» INSTRUCTIONS FOR THE TASK:
Only the lines from the one containing "220,91,270,930" to the end of the data below belong in the answer, each repeated exactly; no pictures.

(Images for object localization)
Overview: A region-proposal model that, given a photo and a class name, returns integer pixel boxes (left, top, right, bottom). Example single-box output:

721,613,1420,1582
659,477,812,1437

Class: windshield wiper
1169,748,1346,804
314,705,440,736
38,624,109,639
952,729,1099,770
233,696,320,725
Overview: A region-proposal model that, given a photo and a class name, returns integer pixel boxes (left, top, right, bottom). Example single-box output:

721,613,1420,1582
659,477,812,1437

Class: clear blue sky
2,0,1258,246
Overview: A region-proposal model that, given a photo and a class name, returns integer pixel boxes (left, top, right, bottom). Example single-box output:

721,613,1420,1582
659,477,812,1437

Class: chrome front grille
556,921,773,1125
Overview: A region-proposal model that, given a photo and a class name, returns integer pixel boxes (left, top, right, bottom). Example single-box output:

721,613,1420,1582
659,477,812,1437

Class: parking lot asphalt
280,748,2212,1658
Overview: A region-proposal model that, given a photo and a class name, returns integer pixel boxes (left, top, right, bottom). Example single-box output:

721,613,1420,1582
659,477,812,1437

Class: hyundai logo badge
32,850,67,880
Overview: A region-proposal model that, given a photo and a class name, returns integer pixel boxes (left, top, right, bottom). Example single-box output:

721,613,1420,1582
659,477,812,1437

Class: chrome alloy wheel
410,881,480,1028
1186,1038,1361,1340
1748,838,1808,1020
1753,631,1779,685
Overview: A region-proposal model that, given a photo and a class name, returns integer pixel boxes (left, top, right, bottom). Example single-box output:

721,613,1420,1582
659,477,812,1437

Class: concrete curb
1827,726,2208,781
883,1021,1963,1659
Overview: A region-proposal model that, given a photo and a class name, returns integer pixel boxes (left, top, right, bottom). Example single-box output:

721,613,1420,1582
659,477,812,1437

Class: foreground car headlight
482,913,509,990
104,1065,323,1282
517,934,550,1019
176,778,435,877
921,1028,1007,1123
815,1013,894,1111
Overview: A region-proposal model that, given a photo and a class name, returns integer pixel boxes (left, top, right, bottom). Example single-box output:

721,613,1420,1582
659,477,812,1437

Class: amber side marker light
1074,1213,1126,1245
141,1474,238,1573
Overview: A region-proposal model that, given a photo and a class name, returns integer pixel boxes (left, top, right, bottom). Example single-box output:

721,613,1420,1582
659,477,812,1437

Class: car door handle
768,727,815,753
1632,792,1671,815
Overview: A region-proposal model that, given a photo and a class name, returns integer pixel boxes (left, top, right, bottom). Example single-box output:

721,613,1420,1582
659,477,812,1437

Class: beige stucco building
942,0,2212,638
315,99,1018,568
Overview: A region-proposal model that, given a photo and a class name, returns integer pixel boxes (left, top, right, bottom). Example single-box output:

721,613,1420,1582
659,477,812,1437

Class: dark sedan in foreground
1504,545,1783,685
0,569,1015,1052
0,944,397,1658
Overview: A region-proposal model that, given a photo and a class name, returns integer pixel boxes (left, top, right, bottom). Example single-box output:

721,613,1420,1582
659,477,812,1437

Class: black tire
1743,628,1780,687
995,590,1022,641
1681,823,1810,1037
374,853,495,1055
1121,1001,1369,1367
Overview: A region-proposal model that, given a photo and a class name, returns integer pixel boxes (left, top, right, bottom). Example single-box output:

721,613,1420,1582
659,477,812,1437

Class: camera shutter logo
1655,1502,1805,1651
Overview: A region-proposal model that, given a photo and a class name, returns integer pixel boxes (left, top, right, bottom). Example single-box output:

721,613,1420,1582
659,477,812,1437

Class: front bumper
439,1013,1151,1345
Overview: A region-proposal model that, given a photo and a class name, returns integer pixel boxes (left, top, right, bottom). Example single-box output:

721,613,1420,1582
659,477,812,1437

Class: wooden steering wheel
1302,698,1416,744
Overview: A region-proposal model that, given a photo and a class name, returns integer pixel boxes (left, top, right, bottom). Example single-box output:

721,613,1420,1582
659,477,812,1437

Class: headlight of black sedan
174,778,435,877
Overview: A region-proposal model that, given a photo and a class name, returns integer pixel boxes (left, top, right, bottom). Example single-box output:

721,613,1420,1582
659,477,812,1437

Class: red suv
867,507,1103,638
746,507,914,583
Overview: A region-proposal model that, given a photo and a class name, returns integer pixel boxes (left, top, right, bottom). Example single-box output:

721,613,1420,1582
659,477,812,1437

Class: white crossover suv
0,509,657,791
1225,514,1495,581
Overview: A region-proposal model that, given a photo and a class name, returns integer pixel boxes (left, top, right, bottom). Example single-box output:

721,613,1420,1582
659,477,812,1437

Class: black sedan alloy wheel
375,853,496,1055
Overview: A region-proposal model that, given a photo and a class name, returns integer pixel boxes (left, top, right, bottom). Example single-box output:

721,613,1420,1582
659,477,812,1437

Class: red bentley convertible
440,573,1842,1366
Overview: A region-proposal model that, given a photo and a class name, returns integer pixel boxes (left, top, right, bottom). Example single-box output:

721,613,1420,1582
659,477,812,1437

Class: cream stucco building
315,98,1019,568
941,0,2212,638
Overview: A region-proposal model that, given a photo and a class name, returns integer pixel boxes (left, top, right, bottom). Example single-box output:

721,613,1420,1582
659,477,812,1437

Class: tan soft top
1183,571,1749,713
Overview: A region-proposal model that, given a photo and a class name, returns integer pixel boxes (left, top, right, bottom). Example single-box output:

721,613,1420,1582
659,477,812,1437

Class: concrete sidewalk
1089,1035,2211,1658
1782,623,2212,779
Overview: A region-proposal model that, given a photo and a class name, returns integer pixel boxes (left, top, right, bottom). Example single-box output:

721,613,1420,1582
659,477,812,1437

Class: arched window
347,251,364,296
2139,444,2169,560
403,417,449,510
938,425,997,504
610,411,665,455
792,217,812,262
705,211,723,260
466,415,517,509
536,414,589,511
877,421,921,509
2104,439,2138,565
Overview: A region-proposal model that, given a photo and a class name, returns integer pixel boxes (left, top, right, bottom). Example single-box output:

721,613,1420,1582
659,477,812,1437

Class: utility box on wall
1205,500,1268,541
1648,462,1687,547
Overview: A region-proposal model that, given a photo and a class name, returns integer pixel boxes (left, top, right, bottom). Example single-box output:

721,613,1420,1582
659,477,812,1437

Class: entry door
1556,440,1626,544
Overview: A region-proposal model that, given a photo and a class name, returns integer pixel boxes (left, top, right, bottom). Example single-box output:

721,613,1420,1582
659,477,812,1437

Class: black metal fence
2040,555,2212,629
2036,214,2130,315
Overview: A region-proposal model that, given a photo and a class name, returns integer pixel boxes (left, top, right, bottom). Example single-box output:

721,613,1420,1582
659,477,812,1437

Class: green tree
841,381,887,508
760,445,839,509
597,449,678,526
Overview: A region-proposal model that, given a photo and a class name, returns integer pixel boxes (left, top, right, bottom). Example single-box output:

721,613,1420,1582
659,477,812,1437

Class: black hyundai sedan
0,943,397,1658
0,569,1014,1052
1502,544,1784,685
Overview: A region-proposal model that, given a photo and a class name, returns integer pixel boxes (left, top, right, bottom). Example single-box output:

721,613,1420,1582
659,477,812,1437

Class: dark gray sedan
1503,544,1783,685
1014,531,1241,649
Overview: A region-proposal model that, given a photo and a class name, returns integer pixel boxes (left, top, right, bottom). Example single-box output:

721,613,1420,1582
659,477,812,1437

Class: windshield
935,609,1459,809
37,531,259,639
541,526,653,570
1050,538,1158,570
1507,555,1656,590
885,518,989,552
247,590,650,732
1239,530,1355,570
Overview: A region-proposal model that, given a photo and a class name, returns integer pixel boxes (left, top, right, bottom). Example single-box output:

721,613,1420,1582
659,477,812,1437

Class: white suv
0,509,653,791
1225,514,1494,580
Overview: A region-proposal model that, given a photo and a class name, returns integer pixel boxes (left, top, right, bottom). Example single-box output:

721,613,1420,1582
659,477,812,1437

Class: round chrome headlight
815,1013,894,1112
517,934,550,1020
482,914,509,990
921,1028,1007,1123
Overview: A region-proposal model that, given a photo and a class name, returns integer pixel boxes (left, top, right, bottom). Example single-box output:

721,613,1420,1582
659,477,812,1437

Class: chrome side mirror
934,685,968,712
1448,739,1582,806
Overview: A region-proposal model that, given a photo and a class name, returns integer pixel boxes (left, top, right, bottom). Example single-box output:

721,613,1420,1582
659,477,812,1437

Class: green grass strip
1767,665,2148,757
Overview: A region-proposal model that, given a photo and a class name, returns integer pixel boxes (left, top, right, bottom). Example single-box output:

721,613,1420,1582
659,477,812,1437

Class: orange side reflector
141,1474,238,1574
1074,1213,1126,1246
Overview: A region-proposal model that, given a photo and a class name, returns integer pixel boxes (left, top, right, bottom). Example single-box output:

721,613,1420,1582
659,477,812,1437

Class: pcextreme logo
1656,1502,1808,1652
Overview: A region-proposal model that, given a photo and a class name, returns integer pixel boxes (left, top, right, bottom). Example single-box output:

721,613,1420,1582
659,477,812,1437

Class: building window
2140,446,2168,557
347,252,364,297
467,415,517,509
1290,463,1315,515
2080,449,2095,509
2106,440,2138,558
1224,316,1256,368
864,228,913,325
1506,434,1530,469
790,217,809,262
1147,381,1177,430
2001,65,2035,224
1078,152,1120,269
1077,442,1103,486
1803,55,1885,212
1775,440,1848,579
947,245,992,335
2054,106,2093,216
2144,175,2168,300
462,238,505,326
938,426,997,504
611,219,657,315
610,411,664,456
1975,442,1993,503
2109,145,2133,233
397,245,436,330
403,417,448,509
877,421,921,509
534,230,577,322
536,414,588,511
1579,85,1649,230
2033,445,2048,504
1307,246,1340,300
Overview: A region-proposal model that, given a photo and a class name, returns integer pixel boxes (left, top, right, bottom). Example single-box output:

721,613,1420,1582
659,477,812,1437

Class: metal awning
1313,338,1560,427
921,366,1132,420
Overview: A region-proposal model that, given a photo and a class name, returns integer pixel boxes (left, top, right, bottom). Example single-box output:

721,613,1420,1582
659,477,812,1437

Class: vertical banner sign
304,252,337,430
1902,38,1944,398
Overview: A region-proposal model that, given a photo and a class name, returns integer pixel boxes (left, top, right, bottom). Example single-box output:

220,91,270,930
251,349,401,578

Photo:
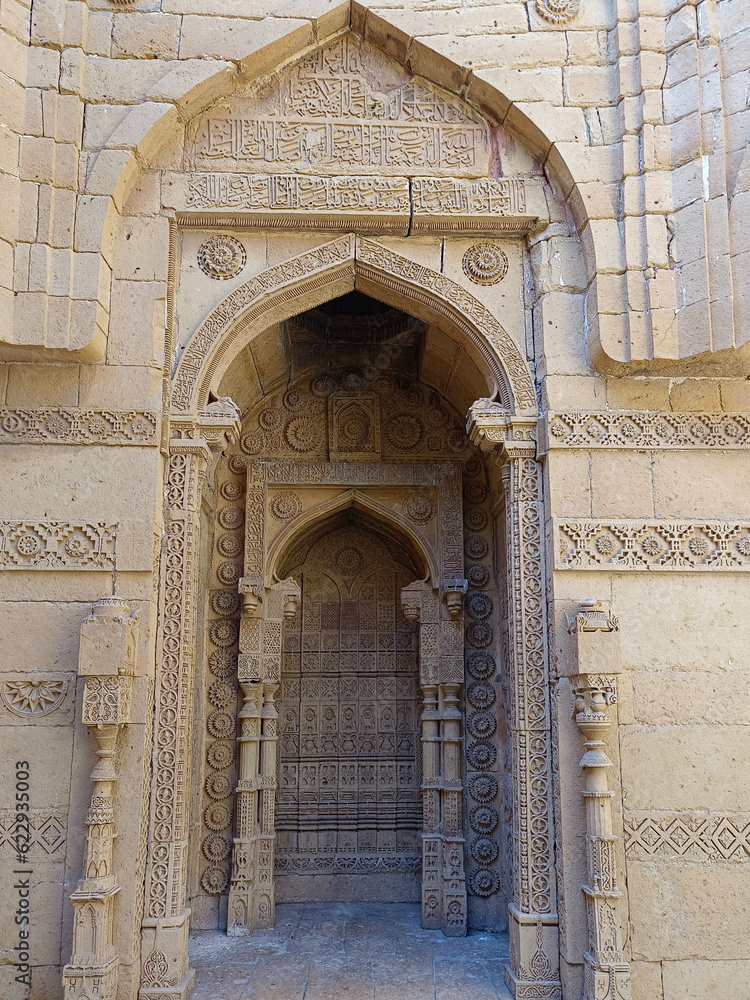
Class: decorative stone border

» EXERCISE SOLUTION:
220,91,270,930
251,349,401,578

Photo:
Class: decorative stone border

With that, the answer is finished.